[Opening DATA FOR PROCESSING section]

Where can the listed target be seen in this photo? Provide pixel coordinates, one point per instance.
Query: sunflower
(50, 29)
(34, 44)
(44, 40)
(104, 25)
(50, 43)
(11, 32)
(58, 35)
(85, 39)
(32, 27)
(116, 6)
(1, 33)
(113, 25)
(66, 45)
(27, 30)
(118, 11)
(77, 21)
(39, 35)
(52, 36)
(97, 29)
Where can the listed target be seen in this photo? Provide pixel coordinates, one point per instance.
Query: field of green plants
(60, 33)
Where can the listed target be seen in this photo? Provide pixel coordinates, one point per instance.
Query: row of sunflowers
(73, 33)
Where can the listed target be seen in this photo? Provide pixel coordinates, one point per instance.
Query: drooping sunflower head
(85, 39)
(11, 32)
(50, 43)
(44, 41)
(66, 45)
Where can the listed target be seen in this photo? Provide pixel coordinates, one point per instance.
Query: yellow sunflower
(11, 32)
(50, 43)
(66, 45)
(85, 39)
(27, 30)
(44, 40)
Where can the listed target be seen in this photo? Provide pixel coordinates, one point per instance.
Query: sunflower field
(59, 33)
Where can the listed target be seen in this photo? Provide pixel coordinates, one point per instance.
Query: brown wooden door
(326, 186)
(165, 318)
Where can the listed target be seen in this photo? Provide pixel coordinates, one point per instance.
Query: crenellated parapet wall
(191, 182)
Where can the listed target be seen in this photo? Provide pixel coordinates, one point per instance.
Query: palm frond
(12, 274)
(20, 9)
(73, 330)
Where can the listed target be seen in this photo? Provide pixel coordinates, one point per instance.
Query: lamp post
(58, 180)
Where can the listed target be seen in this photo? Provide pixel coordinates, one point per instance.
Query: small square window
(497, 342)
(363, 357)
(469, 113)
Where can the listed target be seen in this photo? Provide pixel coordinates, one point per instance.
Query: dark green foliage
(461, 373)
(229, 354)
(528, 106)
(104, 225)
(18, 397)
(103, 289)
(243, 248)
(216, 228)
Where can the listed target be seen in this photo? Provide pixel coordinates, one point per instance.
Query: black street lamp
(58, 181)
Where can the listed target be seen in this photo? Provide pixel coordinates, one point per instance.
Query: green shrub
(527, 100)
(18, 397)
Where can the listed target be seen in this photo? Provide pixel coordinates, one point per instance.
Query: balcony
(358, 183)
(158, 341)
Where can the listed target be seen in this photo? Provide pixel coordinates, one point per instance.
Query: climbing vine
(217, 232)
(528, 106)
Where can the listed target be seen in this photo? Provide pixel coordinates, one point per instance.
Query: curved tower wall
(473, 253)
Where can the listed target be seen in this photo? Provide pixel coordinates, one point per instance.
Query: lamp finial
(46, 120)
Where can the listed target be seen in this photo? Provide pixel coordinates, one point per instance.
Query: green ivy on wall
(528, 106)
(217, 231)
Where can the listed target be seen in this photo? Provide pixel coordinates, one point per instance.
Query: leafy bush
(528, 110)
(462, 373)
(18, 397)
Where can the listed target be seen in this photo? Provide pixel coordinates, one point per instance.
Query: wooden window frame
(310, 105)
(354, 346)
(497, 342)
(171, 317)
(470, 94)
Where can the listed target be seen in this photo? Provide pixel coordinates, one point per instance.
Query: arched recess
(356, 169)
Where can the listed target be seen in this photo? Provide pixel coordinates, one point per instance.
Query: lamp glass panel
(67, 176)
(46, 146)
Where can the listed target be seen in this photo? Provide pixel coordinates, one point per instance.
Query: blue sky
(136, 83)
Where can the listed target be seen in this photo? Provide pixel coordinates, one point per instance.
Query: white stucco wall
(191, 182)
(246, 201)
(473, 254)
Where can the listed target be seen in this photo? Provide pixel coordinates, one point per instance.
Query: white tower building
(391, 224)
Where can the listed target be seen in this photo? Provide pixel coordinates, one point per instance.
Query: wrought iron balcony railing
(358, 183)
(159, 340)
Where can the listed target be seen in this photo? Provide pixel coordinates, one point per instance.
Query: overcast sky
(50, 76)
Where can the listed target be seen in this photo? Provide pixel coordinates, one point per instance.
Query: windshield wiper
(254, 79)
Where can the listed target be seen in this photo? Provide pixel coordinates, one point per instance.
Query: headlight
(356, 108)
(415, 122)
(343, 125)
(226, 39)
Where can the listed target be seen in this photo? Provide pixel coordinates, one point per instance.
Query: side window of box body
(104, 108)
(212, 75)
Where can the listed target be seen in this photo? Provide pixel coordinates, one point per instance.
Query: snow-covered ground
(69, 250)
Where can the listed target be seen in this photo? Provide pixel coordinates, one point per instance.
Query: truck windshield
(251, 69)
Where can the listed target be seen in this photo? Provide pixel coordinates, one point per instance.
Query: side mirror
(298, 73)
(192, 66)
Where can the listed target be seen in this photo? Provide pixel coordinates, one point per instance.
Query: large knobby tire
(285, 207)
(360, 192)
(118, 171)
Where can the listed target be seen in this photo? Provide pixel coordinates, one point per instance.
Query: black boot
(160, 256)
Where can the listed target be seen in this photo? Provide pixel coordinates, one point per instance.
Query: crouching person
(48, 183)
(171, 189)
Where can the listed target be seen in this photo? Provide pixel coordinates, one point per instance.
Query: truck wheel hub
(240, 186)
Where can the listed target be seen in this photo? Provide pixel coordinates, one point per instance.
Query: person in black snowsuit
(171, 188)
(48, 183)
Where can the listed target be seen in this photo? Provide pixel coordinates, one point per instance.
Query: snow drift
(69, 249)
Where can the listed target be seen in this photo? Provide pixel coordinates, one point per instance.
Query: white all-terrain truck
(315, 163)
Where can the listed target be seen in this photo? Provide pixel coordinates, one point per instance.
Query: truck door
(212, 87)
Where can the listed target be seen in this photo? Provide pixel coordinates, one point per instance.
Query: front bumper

[Closing DATA FOR PROCESSING section]

§ **TRY IT**:
Copy out each record exactly as given, omitting none.

§ **FINAL ANSWER**:
Where can the listed target be seen in this photo? Provide pixel coordinates, one point per instance.
Query: sunflower
(50, 29)
(34, 44)
(44, 40)
(104, 25)
(50, 43)
(11, 32)
(58, 35)
(85, 39)
(32, 27)
(116, 6)
(1, 33)
(113, 25)
(66, 45)
(27, 30)
(118, 11)
(77, 21)
(39, 35)
(52, 36)
(97, 29)
Where can the listed target be seen in this photo? Provide pixel coordinates, one point per instance.
Query: field of green plants
(60, 33)
Where can the listed target be seen in this photo? Provide pixel coordinates, one point per instance.
Query: row of sunflowers
(73, 33)
Where can the listed target be seen in this photo? Provide pixel coordinates, one point per instance.
Query: drooping sunflower head
(85, 39)
(11, 32)
(50, 43)
(44, 41)
(66, 45)
Where can the listed target be seen in this photo? Provide pixel coordinates, one point per instance.
Query: yellow sunflower
(11, 32)
(50, 43)
(66, 45)
(85, 39)
(27, 30)
(44, 40)
Where can the listed target be seen in this photo? Provide pixel coordinates, one point per instance.
Query: sunflower field
(59, 33)
Where can the listed target be seen in this photo? Provide pixel coordinates, one point per instance.
Query: brown wooden door
(326, 186)
(165, 318)
Where can the listed target be seen in this photo? Provide pixel coordinates, one point per instance.
Query: crenellated parapet wall
(191, 182)
Where can the listed target be seen in this photo? Provide pixel coordinates, one point per instance.
Query: palm frond
(12, 274)
(20, 9)
(73, 330)
Where can the listed target be seen in this photo? Provide pixel coordinates, one point per instance.
Query: lamp post
(58, 180)
Where can the listed target be seen in this photo? Provide pixel coordinates, one point per instance.
Query: small square window
(497, 342)
(363, 357)
(469, 113)
Where can the listed target be seen in this photo? Provide pixel coordinates, one point per instance.
Query: dark green foliage
(461, 373)
(229, 354)
(528, 106)
(104, 225)
(18, 397)
(103, 289)
(243, 248)
(216, 228)
Where can the listed target be seen in this photo? Provide pixel coordinates, one point per instance.
Query: black street lamp
(58, 181)
Where can the listed target be seen in this photo? Provide pixel coordinates, one point per instance.
Query: green shrub
(527, 100)
(18, 397)
Where can the listed target be seen in this photo? Provide pixel coordinates, one point per instance.
Query: balcony
(358, 183)
(158, 341)
Where can the listed target be seen in this photo? Provide pixel coordinates, one point per instance.
Query: climbing vine
(217, 232)
(528, 106)
Where can the listed target be seen in this photo? Provide pixel coordinates, one point per instance.
Query: curved tower wall
(473, 253)
Where can the listed target be seen in this photo? Provide pixel coordinates, one point per instance.
Query: lamp finial
(46, 120)
Where can the listed target be seen in this photo? Provide pixel coordinates, one point per instance.
Query: green ivy on wall
(528, 106)
(217, 231)
Where can the listed target be seen in this photo? Provide pixel coordinates, one point per instance.
Query: leafy bush
(528, 110)
(462, 373)
(18, 397)
Where can the listed target be seen in this photo? Provide pixel coordinates, one point per instance.
Query: wooden window frame
(310, 105)
(354, 346)
(497, 342)
(171, 317)
(470, 94)
Where can the listed target be seen in this photo? Provide pixel coordinates, one point per instance.
Query: arched recess
(356, 169)
Where can the listed target be seen in this photo? Provide pixel coordinates, one point per instance.
Query: lamp glass panel
(67, 176)
(46, 146)
Where can the listed target be seen in this photo? Provide pixel coordinates, one point per instance.
Query: blue sky
(136, 83)
Where can the listed target be seen in this photo? Provide pixel coordinates, one point per instance.
Query: white stucco wall
(191, 182)
(246, 201)
(473, 254)
Where can the listed target be seen in this photo? Provide pixel coordinates, one point per instance.
Query: white tower building
(391, 224)
Where can the listed target be seen in this photo? Provide pixel coordinates, one point per instance.
Query: wrought iron balcony railing
(358, 183)
(159, 340)
Where can the listed target be seen in this photo? Provide pixel coordinates, one point per instance.
Query: overcast sky
(50, 76)
Where can the listed target be seen in this photo? Provide pixel coordinates, one point per instance.
Query: windshield wiper
(254, 79)
Where can the listed target be seen in this photo? Provide pixel coordinates, one point per instance.
Query: headlight
(356, 108)
(415, 122)
(343, 125)
(226, 39)
Where can the listed target be seen in this photo? Provide pixel coordinates, one point per instance.
Query: side window of box body
(104, 108)
(212, 75)
Where can the listed target be seen in this photo? Provide pixel coordinates, one point per instance.
Query: snow-covered ground
(69, 250)
Where can the listed target be seen in this photo? Provide pixel coordinates, one point per instance.
Query: truck windshield
(251, 69)
Where can the listed target be seen in this photo? Provide pixel coordinates, one point per instance.
Query: side mirror
(298, 73)
(192, 66)
Where can the listed target be seen in this photo? Provide pixel coordinates, one point per instance.
Query: large knobby tire
(285, 207)
(360, 192)
(118, 171)
Where can the listed target be seen in this photo? Provide pixel coordinates, one point per instance.
Query: black boot
(160, 256)
Where can the listed target be seen in this photo? Provide pixel coordinates, one point per instance.
Query: crouching person
(48, 183)
(171, 189)
Where can the listed target be seen in this photo? Provide pixel coordinates, one point per instance.
Query: truck wheel hub
(240, 186)
Where can the listed target be seen in this photo? Provide pixel coordinates, one point per instance.
Query: person in black snowsuit
(171, 188)
(48, 183)
Where can the listed target be seen in this photo? Provide pixel coordinates, one point per instance.
Query: snow drift
(69, 249)
Where can the listed target be seen in this photo? Provide pixel coordinates, one point per instance.
Query: white all-terrain truck
(315, 163)
Where can the listed target be seen in this photo? Provide pixel coordinates, one point per instance.
Query: truck door
(212, 87)
Where can the listed target be seen in this photo? Provide pixel coordinates, one point per instance.
Query: front bumper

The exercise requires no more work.